§ **Esercizi**
1) Ricopia dal testo sul potere il passo che va da "Il potere persuasivo" a "potere, totalmente sterile.".
2) Prosegui il testo sul potere e sul consenso a partire dall'ultima frase riportata.

··· Testo

Questo perché il potere non è un bene che si può possedere – come una clava da dare in testa all’Altro – ma un processo dinamico su cui si esercita influenza. Il potere, quindi, non risiede nelle mani del potente, ma nella relazione che il potente instaura con l’Altro.


Il vero potere è quindi, essenzialmente, comunicazione.


Lo scopo di questa comunicazione è quello di inglobare l’Altro persuadendolo ad aderire “liberamente” allo schema di regole proposto dal potente e a parteciparvi attivamente diventandone ambasciatore – consapevolmente o meno ambasciatore. Al contrario, la violenza mira a cancellare l’Altro fisicamente o psicologicamente, riducendolo ad un’obbedienza passiva.


Il potere persuasivo costruisce una relazione capace di riprodurre il potere, consolidandolo, mentre il potere coercitivo risulta, in termini di riproduzione del potere, totalmente sterile.


La parola chiave qui è “consenso”. Ma come si fa a persuadere una persona, un gruppo sociale e persino un intero popolo ad accettare il rapporto di subordinazione, e a farlo anche col sorriso? Come si fa a fargli pronunciare, per dirla con Byung-Chul Han, quell’«enfatico sì» essenziale per la riproduzione del potere?


Come abbiamo capito, per essere efficace, il potere deve nascondersi. Deve evitare di destare la nostra attenzione. Deve infiltrarsi nelle pieghe della nostra vita ordinaria e intrecciarsi saldamente con la nostra natura abitudinaria e auto-conservativa.


Un potere forte, spiega Michel Foucault, «Prende la forma insidiosa, quotidiana, abituale della norma, ed è così che si nasconde come potere e si presenta come società».


Deve presentarsi come qualcosa di quotidiano o di ovvio, cosicché i soggetti possano sentirsi “liberi” di aderire all’ordine del potere.


Deve cioè, entrarci sotto pelle, silenzioso ed invisibile. Tutto deve promuovere il potere, “venderci” il sistema, ma indirettamente: la pubblicità per la macchina o per il detersivo, la retorica che ti vuole “imprenditore di te stesso”, la continua promozione della competizione a tutti i livelli, l’enfasi sulla produttività, i talent show, i supereroi, l’architettura dei rapporti di lavoro, l’esaltazione dei milionari. La manipolazione del consenso attraverso questi espedienti è stata abbondantemente documentata dai suoi fautori, Edward Bernays e Walter Lippmann su tutti, e dai suoi critici, tra cui citerò qui, per brevità, solo Noam Chomsky e Marco D’Eramo.


Attraverso la propaganda, il potere deve scivolare sullo sfondo, entrare, per così dire, a far parte del paesaggio della nostra vita. Diventare consuetudine, trasformarsi in un elemento familiare che non viene messo in discussione e che contribuisce a formare le nostre certezze e le nostre abitudini.


Controllando in maniera così pervasiva la narrazione e l’ambiente in cui ci troviamo ad evolvere, il potere riesce al contempo a nascondersi e a modellare i nostri gusti, i nostri desideri, l’idea stessa che abbiamo di noi stessi, i nostri valori.

······
··· Record del dataset

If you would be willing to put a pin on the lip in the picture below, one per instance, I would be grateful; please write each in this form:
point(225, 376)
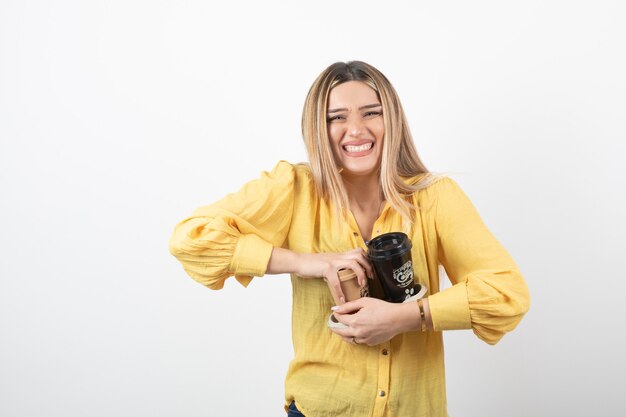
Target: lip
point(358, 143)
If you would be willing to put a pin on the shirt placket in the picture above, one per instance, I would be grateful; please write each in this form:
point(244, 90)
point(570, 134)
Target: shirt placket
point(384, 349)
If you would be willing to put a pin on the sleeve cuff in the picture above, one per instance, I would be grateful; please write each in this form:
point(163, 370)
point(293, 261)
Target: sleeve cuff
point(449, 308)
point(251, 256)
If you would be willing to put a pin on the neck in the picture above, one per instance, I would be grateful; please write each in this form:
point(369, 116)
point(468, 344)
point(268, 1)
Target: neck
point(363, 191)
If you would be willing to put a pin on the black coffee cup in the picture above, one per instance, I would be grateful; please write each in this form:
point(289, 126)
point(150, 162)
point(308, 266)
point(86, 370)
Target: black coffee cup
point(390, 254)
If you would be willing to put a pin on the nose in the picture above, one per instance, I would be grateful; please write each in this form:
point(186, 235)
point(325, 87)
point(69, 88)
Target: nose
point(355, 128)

······

§ **Soluzioni**
1)
Il potere persuasivo costruisce una relazione capace di riprodurre il potere, consolidandolo, mentre il potere coercitivo risulta, in termini di riproduzione del potere, totalmente sterile.

2)
Discreto e sottile, mette radici nella nostra identità, sicché il sistema di potere – ovvero le regole sociali su cui prospera – viene interiorizzato. Così, finiamo per promuovere il sistema stesso con il semplice, naturale atto di vivere. Muovendoci nel mondo e giocando inevitabilmente secondo le regole imposte dal potere ci facciamo araldi inconsapevoli del suo messaggio, che viene riprodotto e propagato attraverso di noi come attraverso un megafono.


Raggiunto un simile livello di maturazione del sistema, non c’è quasi più bisogno che il potente si sforzi di persuaderci poiché diveniamo noi stessi agenti della propaganda, brand ambassador del potere costituito.


Si arriva al punto in cui il potere è penetrato talmente in profondità, che sradicare il sistema comporta una lacerazione della nostra identità. Prospettiva che per gran parte di noi non suona molto desiderabile.


Acquisito un così largo consenso, può persino tornare attuale lo strumento della violenza poiché il potente può esercitarla “in nome del popolo” sulla minoranza che rifiuta di farsi inglobare. Hannah Arendt spiega che è «Il potere schiacciante di questa maggioranza e della sua opinione a dare incarico, quindi potere, alla polizia di procedere con la violenza contro coloro che si sottraggono al loro diktat».


Tutto questo può suonare piuttosto deprimente, per non dire totalmente scoraggiante. Ma uno spiraglio c’è, per fortuna. Rileggendo le parole di Harendt sulla forza straripante che il potente ottiene dalla «schiacciante maggioranza», ci si accorge che non si parla di totalità e anzi, si menziona apertamente la «minoranza che rifiuta di farsi inglobare». Resistere, quindi non solo è possibile, ma accade continuamente.


Se è vero, come sosteneva Margaret Mead, che basta un piccolo gruppo di cittadini impegnati per cambiare il mondo e che, in realtà, è l’unica cosa che è sempre accaduta, allora possiamo mantenerci ragionevolmente ottimisti.


Una minoranza tenace esiste. Per tutti gli altri, esiste la possibilità della conversione. Certo, il sistema di potere è ormai intrecciato con la nostra identità, ma non è detto che lo si debba estirpare con uno strappo netto, come un cerotto. Si può invece scucire un punto per volta e scioglierci gradualmente dalla sua presa.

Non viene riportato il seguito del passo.